• **Required tasks**
**1)** In the pie-baking text, how did the writer's friend react when shown the recipe page?
**2)** Reproduce the pie-baking text word for word, starting at the words "While we waited" and stopping after "like five times.)".

* start Text block *

Also, I love how she apparently cut a pie recipe out of an actual book (and not just some pamphlet) and discarded the rest of it.

Even though I never met my great-grandmother, she intimidates me with her ruler-straight margins. She wrote this recipe is as rectangular as a printed newspaper column. I showed the page to a friend of mine, and he flinched in terror. It's nice to know that my forebears can scare people from beyond the grave.

I printed the recipe out so I didn't need to worry about getting splats on fragile ancient irreplaceable paper. And so, with her original directions propped up next to the stove, it  was time pour out a lot of sugar and make a pie. 


I've made a few custard pies like this that never seem to set. But this recipe has eggs, flour, and cornstarch in it. If it stays gloppy, it's because the universe itself took my pie away from me.


I didn't see the point of sifting our dry ingredients, but  my grandmother's cursive intimidated me into it. I dared not disobey someone whose handwriting can make people flinch at seven paces. Besides, I have a dishwasher at hand for all the little bowls that were already piling up.

I know it looks like I just dropped a mound of powder onto the counter, but it's in a clear glass bowl.

As we set the first saucepan onto the stove, it looked like we were making the icing for Louise Bennett Weaver's spice cake.


While we waited for the sugar to boil, I thought about how I would finish the recipe. I had originally planned to pour the boiling syrup into the bowl where the "white ingredients" waited. Then, after returning everything to the pot, I would put our egg yolks into the same bowl to wait for tempering. Then I realized I could just put the "white ingredients" in a second saucepan and transfer everything over. (If you're confused, so was I until I reread the original recipe like five times.)


In order to prevent hardened flour curds, I furiously whisked everything while I poured in the syrup. The resulting suds on top made it impossible for me to see if I had any escapee flour lumps.


I should have felt bad about thrashing a whisk in a nonstick pot, but this one is flimsy and cheap. It already has a few spots where the teflon has scratched away, revealing not metal but rust. The sooner this pot is truly ruined, the sooner I can repurpose it as a novelty planter.

Moving on with the recipe, we are directed to "add slightly beaten egg. Cook one minute longer." I'm assuming she didn't write about tempering the egg yolks because this was a personal notebook and not a copy meant for other people. Or perhaps tempering eggs was just as obvious then as discarding eggshells is now. 

 

After giving the filling precisely one more minute on the stove, it was amazingly creamy and ready to receive a lot of butter. When it came to the vanilla, I decided to follow my heart (and the advice of a lot of people who commented about the velvet cookies): use a lot more than one teaspoon. I then tasted the filling and stopped worrying about whether the pie would set. Even if it failed in the oven, it would be amazing on pancakes. It's nice to know that even if a recipe fails, it won't go to waste.


It was time to let the it cool off completely. I took the opportunity to take a lovely long walk in a futile attempt to counteract all the pie I would be eating. It was a lovely evening.

* end Text block *
* start Data lines *

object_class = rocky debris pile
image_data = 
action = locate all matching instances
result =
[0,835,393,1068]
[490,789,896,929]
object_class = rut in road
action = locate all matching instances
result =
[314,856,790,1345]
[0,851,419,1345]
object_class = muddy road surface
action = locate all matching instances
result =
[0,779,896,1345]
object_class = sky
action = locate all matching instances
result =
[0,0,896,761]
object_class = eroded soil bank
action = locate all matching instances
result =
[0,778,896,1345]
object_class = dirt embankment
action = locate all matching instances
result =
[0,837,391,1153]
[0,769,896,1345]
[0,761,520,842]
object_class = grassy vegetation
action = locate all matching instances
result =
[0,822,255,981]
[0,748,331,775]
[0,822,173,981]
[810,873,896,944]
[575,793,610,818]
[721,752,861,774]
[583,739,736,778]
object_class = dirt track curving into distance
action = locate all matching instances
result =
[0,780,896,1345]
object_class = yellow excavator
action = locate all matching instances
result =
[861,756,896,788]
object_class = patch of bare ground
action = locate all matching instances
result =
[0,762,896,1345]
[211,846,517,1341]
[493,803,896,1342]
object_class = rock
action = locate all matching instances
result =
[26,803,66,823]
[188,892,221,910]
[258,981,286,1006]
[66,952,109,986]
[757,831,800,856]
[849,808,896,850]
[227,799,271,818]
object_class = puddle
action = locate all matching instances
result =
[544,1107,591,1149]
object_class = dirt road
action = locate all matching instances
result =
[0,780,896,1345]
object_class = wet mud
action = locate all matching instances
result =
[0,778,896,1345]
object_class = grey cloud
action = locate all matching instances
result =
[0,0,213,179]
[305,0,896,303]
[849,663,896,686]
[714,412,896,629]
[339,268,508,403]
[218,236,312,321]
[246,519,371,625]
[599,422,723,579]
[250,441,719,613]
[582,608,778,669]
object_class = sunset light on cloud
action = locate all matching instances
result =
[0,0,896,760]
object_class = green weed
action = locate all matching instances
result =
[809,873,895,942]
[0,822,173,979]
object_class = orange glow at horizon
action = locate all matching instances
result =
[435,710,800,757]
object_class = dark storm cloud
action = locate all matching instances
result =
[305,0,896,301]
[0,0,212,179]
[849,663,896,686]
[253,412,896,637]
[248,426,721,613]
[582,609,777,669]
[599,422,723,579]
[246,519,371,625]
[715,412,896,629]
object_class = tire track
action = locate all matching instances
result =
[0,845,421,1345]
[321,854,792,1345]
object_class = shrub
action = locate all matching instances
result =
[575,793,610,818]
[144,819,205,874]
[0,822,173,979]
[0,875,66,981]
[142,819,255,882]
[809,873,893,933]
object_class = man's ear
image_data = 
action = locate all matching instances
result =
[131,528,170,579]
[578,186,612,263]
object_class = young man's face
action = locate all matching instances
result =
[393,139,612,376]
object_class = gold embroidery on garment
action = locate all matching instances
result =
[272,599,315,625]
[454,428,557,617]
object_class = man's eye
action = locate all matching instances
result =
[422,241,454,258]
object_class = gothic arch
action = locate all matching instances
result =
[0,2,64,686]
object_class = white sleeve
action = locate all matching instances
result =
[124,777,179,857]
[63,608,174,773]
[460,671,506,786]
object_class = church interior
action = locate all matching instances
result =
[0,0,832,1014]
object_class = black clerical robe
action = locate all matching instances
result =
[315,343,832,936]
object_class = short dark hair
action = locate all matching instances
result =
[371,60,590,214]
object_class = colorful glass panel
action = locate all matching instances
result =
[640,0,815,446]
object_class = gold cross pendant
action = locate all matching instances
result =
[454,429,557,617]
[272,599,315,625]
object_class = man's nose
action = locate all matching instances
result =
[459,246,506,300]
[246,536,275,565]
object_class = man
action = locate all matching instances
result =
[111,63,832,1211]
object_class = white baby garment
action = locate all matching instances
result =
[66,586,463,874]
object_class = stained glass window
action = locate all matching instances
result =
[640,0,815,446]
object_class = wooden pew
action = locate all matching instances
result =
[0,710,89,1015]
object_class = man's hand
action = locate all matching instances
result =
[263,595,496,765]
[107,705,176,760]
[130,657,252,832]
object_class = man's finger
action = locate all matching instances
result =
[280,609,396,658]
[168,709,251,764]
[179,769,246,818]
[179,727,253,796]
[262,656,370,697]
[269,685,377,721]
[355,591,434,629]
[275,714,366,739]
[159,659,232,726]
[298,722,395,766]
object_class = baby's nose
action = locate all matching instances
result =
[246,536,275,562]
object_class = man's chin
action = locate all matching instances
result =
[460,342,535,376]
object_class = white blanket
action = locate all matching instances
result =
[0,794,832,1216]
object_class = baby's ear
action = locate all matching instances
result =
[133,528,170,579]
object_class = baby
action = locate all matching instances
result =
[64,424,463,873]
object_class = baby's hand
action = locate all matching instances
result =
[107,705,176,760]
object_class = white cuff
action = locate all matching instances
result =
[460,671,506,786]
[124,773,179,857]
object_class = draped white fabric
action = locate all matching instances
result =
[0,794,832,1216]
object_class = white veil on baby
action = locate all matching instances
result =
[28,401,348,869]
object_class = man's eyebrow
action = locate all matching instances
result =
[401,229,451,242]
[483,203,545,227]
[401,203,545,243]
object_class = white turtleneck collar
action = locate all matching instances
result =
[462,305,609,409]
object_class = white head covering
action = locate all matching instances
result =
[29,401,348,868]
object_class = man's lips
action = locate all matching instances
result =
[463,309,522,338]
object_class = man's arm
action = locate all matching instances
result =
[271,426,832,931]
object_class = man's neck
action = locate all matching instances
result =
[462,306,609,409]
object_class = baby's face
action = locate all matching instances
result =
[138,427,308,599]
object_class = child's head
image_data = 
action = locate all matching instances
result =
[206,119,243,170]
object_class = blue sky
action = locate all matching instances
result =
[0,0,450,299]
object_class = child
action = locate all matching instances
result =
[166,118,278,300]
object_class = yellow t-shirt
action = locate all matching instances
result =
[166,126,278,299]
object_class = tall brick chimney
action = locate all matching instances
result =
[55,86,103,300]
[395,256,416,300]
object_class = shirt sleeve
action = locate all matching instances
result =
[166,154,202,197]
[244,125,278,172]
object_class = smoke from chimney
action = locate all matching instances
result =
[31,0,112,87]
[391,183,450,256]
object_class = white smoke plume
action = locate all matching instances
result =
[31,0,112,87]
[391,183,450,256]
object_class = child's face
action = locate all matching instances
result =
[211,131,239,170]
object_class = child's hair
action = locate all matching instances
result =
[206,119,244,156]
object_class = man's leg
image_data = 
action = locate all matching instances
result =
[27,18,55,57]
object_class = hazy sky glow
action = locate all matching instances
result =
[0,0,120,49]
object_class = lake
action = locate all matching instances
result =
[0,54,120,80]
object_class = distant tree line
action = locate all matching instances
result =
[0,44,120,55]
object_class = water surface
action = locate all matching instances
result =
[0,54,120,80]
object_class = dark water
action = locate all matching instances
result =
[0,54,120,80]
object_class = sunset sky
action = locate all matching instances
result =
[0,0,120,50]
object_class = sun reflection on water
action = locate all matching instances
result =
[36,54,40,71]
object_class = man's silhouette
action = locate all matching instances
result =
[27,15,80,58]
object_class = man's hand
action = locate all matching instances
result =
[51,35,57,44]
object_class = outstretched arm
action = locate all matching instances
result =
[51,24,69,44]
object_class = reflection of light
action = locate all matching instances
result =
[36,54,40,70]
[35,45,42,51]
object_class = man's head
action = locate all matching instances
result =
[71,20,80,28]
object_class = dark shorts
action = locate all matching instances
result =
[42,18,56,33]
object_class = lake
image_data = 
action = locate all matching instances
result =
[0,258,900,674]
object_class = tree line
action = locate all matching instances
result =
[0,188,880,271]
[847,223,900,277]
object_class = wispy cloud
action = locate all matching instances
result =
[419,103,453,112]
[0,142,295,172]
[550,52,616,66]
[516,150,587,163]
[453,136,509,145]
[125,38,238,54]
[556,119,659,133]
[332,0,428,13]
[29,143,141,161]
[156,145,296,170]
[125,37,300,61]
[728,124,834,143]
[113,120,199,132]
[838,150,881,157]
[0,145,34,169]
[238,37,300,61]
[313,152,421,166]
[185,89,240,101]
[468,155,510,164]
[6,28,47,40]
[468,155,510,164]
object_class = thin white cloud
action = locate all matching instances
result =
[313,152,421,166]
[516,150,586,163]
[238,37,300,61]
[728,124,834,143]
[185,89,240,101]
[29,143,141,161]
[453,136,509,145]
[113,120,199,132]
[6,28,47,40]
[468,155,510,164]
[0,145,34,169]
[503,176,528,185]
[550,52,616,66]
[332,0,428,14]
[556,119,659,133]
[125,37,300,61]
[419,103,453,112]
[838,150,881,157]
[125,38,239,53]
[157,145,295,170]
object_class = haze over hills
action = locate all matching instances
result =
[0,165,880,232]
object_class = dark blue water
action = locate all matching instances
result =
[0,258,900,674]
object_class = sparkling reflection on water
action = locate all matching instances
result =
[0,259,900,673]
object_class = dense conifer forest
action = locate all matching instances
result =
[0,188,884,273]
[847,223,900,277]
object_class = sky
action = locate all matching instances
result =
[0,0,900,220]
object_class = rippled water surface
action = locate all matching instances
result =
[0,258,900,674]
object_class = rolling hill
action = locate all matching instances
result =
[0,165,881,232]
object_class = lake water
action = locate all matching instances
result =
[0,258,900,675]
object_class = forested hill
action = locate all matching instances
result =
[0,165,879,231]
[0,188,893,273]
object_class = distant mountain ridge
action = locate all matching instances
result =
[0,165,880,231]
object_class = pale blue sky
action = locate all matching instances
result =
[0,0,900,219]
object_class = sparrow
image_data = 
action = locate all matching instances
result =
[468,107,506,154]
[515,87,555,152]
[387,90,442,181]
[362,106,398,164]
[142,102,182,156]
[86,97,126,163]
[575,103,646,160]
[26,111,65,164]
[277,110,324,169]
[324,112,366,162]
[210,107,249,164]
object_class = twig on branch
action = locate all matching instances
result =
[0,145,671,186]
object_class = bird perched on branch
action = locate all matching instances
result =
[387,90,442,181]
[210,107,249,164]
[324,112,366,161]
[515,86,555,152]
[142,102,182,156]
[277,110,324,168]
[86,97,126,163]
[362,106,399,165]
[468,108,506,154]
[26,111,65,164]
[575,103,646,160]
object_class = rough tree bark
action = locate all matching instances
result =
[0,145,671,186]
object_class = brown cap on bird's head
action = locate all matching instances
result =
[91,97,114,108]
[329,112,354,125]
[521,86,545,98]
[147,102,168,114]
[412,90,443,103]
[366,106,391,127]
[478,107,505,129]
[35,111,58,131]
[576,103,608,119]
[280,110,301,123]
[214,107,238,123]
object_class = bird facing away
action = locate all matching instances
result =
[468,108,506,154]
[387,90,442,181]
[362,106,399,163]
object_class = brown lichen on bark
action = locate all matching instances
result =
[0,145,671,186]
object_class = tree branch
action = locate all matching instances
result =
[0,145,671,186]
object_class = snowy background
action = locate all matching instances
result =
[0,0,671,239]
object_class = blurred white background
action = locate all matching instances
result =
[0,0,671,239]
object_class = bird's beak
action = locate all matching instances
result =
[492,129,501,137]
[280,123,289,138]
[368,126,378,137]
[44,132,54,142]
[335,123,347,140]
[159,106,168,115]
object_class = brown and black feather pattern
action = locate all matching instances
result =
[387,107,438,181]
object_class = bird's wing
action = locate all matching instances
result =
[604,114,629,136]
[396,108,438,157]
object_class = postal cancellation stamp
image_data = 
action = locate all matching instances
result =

* end Data lines *

• **In response**
**1)** He flinched in terror.

**2)**
While we waited for the sugar to boil, I thought about how I would finish the recipe. I had originally planned to pour the boiling syrup into the bowl where the "white ingredients" waited. Then, after returning everything to the pot, I would put our egg yolks into the same bowl to wait for tempering. Then I realized I could just put the "white ingredients" in a second saucepan and transfer everything over. (If you're confused, so was I until I reread the original recipe like five times.)